# [Brano di partenza]
»»
Una cartolina dall'Ungheria, un guest post di Sarah Copeland
A raccogliere frutta sui monti Bakony dell'Ungheria centrale e un budino di pane alle mele
Ci sono due cose che considero un regalo meraviglioso e generoso. La prima è una bottiglia di olio extravergine di oliva, l'altra è una bella storia.
Oggi ho ricevuto in dono una storia molto emozionante e sono felice di condividerla con voi. È anche il modo migliore per introdurre la stagione autunnale qui nella nostra newsletter: mele, gite nella natura, dolci, una sensazione di caldo conforto in cucina.
L'ospite di oggi è Sarah Copeland. Probabilmente non ha bisogno di presentazioni, perché forse hai già incontrato il suo lavoro online, tra le ricette del New York Time, in libreria, o qui su Substack, dove scrive
, una delle poche newsletter di cui non perdo un numero, perché ogni storia e ogni ricetta mi sembrano un regalo prezioso.È anche autrice di Instant family Meals, Every Day is Saturday, Feast e The Newlywed Cookbook, e conduttrice della serie di Food Network, Every Day is Saturday, che ben raccontano la passione di Sarah per le splendide immagini, le ricette seducenti, e i piaceri semplici.
Ho scoperto la sua scrittura proprio qui su Substack, e in breve tempo è diventata una delle mie food writer preferite. La sua scrittura è onesta, fresca, vivida ed evocativa. È generosa nel condividere storie e ricette, luci e ombre della sua vita di donna, madre, chef e creatrice di ricette.
Le ricette che condivide sono il tipo di cibo che si desidera ogni giorno, che nutre e porta sole e conforto nella vita.
««
# [Da fare]
a) Traduci in inglese questa frase del brano su Sarah Copeland: «Le ricette che condivide sono il tipo di cibo che si desidera ogni giorno, che nutre e porta sole e conforto nella vita.»
b) Per favore, prosegui il brano su Sarah Copeland dopo la sua ultima frase.
Le righe non servono a queste attività.

# [Dati forniti]
»»
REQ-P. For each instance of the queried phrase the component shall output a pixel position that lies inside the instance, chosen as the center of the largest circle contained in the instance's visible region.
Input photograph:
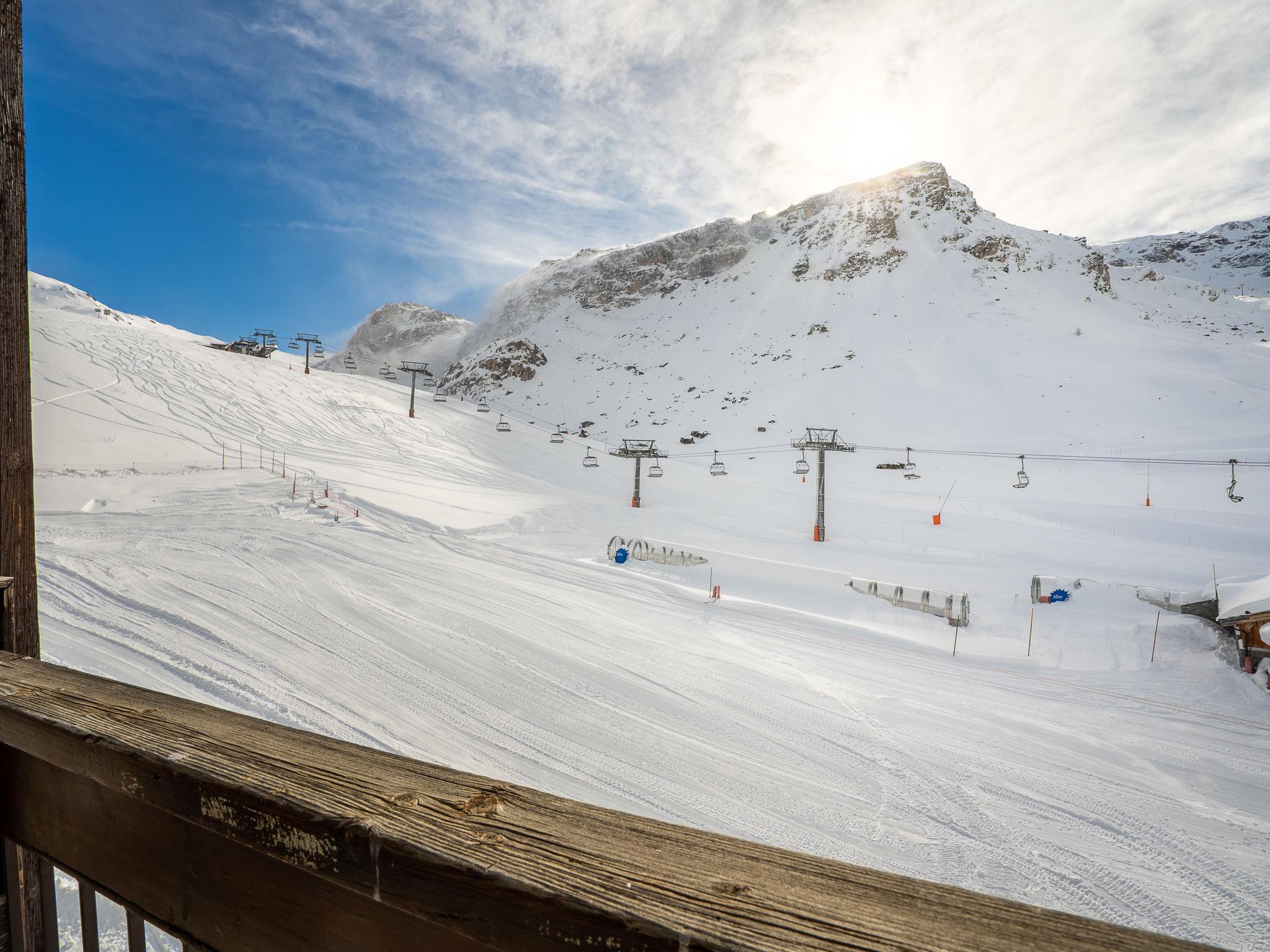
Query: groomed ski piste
(463, 611)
««
# [Risultati attesi]
a) The recipes she shares are the kind of food you crave every day, food that nourishes and brings sunshine and comfort into life.

b)
Ma quando leggo una delle ricette di Sarah, mi viene anche in mente il piacere di cucinare e condividere quel cibo. In realtà, è una di quelle autrici che vorresti chiamare amica - ho la stessa sensazione quando leggo Laurie Colwin - una persona con cui ti piacerebbe passare del tempo in cucina, a tagliare verdure, impastare il pane, stendere la pasta di una torta e chiacchierare.
Una delle caratteristiche più evidenti del modo in cui Sarah scrive è il forte senso del luogo, una caratteristica comune ai migliori food writer.
È questo che mi ha catturato subito, che mi ha attirato nella sua vita in Ungheria (all'epoca viveva in Ungheria con la sua famiglia) e poi a casa, in un piccolo villaggio a nord di New York.
Se vuoi approfondire il bellissimo rapporto di amore e rispetto che ha Sarah nei confronti dell'Ungheria, la patria di suo marito, puoi iniziare con alcuni dei suoi ultimi post: To Hungary, with Love, che ha portato anche a un servizio su Food&Wine, For My Family, Hungarian Summers Are As Sweet As Stone Fruit, oppure It's not August without Palacsinta, dolce e nostalgico.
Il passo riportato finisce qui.